-- EXERCISE --
Only those lines in the data below from the line containing "of the gravel" through the line containing "of the roof", both included, should be restated word for word.
[DATA LISTING Boundary: Start]
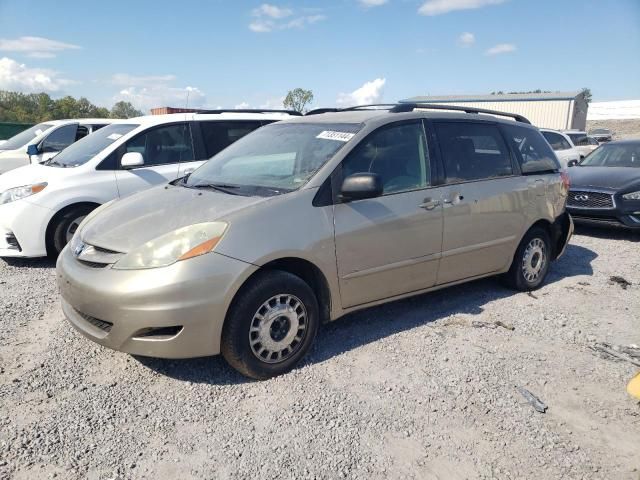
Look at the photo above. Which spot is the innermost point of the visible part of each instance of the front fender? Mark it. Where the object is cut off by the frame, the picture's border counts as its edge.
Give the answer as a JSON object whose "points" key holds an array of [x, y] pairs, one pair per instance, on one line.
{"points": [[561, 233]]}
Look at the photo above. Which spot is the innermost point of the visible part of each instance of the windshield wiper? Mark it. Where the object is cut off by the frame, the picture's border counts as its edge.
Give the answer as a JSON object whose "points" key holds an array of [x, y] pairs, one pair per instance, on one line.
{"points": [[221, 187], [52, 162]]}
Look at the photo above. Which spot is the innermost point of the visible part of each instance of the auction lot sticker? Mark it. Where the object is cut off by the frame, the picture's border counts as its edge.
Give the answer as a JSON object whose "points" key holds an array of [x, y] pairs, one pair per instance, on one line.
{"points": [[338, 136]]}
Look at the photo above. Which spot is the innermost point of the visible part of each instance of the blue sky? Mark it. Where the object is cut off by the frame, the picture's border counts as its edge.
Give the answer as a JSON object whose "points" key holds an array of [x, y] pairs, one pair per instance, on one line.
{"points": [[250, 53]]}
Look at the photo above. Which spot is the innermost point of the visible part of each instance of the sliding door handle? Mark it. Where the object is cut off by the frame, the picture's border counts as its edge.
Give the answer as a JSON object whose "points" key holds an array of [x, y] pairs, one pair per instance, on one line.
{"points": [[429, 204]]}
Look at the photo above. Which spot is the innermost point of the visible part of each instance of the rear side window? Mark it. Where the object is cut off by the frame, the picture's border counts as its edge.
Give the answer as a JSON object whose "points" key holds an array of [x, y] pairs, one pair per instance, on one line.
{"points": [[163, 145], [530, 149], [557, 141], [219, 135], [472, 151]]}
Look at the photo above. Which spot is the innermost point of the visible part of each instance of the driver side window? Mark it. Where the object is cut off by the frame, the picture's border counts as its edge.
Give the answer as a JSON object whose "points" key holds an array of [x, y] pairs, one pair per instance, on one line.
{"points": [[163, 145], [397, 153]]}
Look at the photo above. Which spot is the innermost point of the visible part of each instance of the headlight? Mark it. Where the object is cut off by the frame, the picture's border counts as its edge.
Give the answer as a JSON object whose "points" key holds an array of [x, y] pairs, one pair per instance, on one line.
{"points": [[632, 196], [181, 244], [17, 193]]}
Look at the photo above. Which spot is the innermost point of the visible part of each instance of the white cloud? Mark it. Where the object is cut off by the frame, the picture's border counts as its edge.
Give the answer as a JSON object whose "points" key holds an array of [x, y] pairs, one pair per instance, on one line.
{"points": [[372, 3], [124, 79], [501, 48], [370, 92], [146, 92], [438, 7], [36, 47], [17, 76], [466, 39], [272, 11], [269, 18]]}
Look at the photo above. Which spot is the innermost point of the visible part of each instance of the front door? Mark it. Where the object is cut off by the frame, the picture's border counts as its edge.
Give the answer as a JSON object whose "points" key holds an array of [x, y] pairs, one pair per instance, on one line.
{"points": [[163, 148], [485, 200], [389, 245]]}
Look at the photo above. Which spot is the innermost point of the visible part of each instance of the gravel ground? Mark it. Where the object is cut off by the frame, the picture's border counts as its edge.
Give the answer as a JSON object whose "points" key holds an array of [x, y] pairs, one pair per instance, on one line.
{"points": [[408, 390]]}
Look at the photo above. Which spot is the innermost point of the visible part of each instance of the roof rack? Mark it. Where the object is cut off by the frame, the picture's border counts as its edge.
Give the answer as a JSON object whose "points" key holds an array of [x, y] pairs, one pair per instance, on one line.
{"points": [[250, 110], [410, 107]]}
[DATA LISTING Boundary: End]
-- WRITTEN SOLUTION --
Look at the photo above. Which spot is the innermost point of the visible part of each instance of the gravel ground? Mark it. Where the object is cut off by the frame, the picture's border counts as its edge.
Give the answer as a JSON object whose "points" key holds an array of [x, y] pairs, one pair per instance, on one line.
{"points": [[408, 390]]}
Look at the photo above. Which spot is the innermost point of the visible part of each instance of the roof rack? Mark it. Where the object is cut off by the frame, the picture's border counts as its edge.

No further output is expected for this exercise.